** Begin Recorded information **

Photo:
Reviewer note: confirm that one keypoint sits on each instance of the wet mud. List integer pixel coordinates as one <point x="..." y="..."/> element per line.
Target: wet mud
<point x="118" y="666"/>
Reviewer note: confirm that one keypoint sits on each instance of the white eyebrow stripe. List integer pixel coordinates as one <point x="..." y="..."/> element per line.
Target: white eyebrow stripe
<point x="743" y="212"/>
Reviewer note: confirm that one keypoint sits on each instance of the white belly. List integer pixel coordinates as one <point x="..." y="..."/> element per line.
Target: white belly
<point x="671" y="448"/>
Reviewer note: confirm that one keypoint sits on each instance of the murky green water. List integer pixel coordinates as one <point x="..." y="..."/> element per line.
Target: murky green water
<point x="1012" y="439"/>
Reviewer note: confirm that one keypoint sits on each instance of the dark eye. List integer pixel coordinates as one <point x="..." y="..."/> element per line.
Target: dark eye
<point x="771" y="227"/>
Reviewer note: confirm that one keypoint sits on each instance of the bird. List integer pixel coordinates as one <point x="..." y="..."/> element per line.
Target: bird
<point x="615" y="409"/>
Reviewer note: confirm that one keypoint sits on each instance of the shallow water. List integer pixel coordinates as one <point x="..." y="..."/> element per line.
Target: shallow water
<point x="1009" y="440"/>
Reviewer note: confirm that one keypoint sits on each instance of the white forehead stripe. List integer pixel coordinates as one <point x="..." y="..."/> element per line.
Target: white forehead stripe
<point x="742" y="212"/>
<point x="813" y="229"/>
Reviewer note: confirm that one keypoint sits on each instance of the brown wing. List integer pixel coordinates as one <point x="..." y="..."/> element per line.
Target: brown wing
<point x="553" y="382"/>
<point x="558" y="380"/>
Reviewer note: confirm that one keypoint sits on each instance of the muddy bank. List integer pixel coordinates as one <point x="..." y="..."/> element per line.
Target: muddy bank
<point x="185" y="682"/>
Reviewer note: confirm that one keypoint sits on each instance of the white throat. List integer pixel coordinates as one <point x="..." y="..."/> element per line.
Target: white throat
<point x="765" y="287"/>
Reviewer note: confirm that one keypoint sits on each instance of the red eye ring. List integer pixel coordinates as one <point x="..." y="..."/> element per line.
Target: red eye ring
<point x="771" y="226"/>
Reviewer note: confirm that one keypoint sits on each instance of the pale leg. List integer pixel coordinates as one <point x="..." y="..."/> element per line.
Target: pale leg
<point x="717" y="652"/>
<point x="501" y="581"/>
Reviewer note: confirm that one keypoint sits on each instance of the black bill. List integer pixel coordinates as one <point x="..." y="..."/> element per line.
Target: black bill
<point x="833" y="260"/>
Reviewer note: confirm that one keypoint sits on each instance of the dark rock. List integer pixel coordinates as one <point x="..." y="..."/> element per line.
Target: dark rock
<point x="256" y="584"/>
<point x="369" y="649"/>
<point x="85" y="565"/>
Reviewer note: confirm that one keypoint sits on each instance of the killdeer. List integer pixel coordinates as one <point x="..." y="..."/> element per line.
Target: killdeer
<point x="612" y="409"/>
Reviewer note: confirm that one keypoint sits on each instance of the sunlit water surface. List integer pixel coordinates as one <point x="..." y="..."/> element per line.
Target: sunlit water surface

** End Recorded information **

[Problem] Rewrite all the records above, changing every "keypoint" to "marker" and leaving everything else untouched.

[Task answer]
Photo:
Reviewer note: confirm that one marker sits on each instance of the wet mud. List integer pixel coordinates as one <point x="..." y="..."/> element per line.
Target: wet mud
<point x="118" y="666"/>
Reviewer note: confirm that one marker sits on each instance of the white eyebrow stripe. List integer pixel coordinates as one <point x="..." y="..."/> element per line.
Target: white eyebrow stripe
<point x="743" y="212"/>
Reviewer note: confirm that one marker sits on each instance of the white belly. List integer pixel coordinates as one <point x="..." y="..."/> element per line.
Target: white belly
<point x="671" y="448"/>
Reviewer note: confirm that one marker sits on each instance of the murky green water. List integer pixel coordinates as one <point x="..." y="..."/> element per line.
Target: murky green water
<point x="1012" y="439"/>
Reviewer note: confirm that one marker sits on each instance of the dark eye. List integer pixel coordinates as one <point x="..." y="..."/> element per line.
Target: dark eye
<point x="771" y="227"/>
Reviewer note: confirm that one marker sits on each instance of the bird. List integer pixel coordinates as one <point x="..." y="..."/> element per line.
Target: bird
<point x="615" y="409"/>
Reviewer note: confirm that one marker sits on each instance of the shallow water. List integer pixel coordinates as one <point x="..." y="..."/> element per line.
Target: shallow water
<point x="1009" y="440"/>
Reviewer note: confirm that one marker sits on each instance of the white forehead stripe. List integer pixel coordinates as one <point x="..." y="..."/> element per line.
Target: white forehead stripe
<point x="742" y="212"/>
<point x="813" y="229"/>
Reviewer note: confirm that one marker sits on each instance of the brown wing. List integer pixel coordinates as one <point x="..." y="..."/> element per line.
Target: brown wing
<point x="553" y="382"/>
<point x="558" y="380"/>
Reviewer note: confirm that one marker sits on each instance of the muddy bank. List integer pixel coordinates as one <point x="..." y="..."/> element per line.
Target: muddy bank
<point x="185" y="682"/>
Reviewer note: confirm that one marker sits on each instance of the white throat. List integer pixel coordinates as one <point x="..." y="..."/> element per line.
Target: white throat
<point x="765" y="287"/>
Reviewer note: confirm that one marker sits on each instance of the red eye ring. List integer pixel coordinates as one <point x="..." y="..."/> element per line.
Target: red eye ring
<point x="771" y="226"/>
Reviewer note: confirm that one marker sits on each instance of the pale leg. List integer pixel coordinates as one <point x="..." y="..."/> element per line.
Target: pale leg
<point x="717" y="652"/>
<point x="501" y="581"/>
Reviewer note: confirm that one marker sits on each instance of the black bill. List integer pixel coordinates as one <point x="..." y="..."/> element per line.
Target: black bill
<point x="833" y="260"/>
Reviewer note: confirm that one marker sits on each instance of the dark rock. List integer pixel coordinates as one <point x="..." y="..."/> element per line.
Target: dark rock
<point x="256" y="584"/>
<point x="369" y="649"/>
<point x="85" y="565"/>
Reviewer note: confirm that one marker sits on each instance of the killdeer. List integer pixel coordinates as one <point x="..." y="..."/> element per line.
Target: killdeer
<point x="612" y="409"/>
Reviewer note: confirm that one marker sits on each instance of the sunlit water surface. List integer pixel coordinates as one <point x="..." y="..."/> element per line.
Target: sunlit water surface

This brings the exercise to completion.